PARTS OF THE EXERCISE:
1. Echo the COVID-19 triage abstract from "Objective: This study" down to "for COVID-19 .".
2. Decide whether each statement agrees with the COVID-19 triage abstract, answering yes or no and quoting the words that settle it: (a) The pipeline uses conditional random fields to extract symptoms and related concepts from posts. (b) Relations between concepts are established by a supervised algorithm. (c) The models triage patients into four categories.

SUPPLIED TEXT:
Objective: This study aims to develop an end-to-end natural language processing pipeline for triage and diagnosis of COVID-19 from patient-authored social media posts . Materials and
Methods: The text processing pipeline first extracts COVID-19 symptoms and related concepts such as severity, duration, negations, and body parts from patients posts using conditional random fields . An unsupervised rule-based algorithm is then applied to establish relations between concepts in the next step of the pipeline . The extracted concepts and relations are subsequently used to construct two different vector representations of each post . These vectors are applied separately to build support vector machine learning models to triage patients into three categories and diagnose them for COVID-19 .
Results: We report that Macro- and Micro-averaged F_1 scores in the range of 71-96% and 61-87%, respectively, for the triage and diagnosis of COVID-19, when the models are trained on ground truth labelled data . Our experimental results indicate that similar performance can be achieved when the models are trained using predicted labels from concept extraction and rule-based classifiers, thus yielding end-to-end machine learning .

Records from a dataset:
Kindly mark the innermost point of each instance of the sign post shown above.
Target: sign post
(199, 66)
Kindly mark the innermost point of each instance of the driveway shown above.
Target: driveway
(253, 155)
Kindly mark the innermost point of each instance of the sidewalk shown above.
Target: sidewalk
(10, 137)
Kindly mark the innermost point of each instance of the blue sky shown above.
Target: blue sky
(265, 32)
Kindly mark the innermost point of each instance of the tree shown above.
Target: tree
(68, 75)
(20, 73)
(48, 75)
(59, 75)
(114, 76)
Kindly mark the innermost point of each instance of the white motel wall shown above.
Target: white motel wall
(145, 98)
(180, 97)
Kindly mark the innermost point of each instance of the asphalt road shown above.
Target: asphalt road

ANSWERS PER TASK:
1.
Objective: This study aims to develop an end-to-end natural language processing pipeline for triage and diagnosis of COVID-19 from patient-authored social media posts . Materials and
Methods: The text processing pipeline first extracts COVID-19 symptoms and related concepts such as severity, duration, negations, and body parts from patients posts using conditional random fields . An unsupervised rule-based algorithm is then applied to establish relations between concepts in the next step of the pipeline . The extracted concepts and relations are subsequently used to construct two different vector representations of each post . These vectors are applied separately to build support vector machine learning models to triage patients into three categories and diagnose them for COVID-19 .

2.
(a) Yes: "extracts COVID-19 symptoms and related concepts such as severity, duration, negations, and body parts from patients posts using conditional random fields"
(b) No: "An unsupervised rule-based algorithm is then applied to establish relations between concepts"
(c) No: "to triage patients into three categories"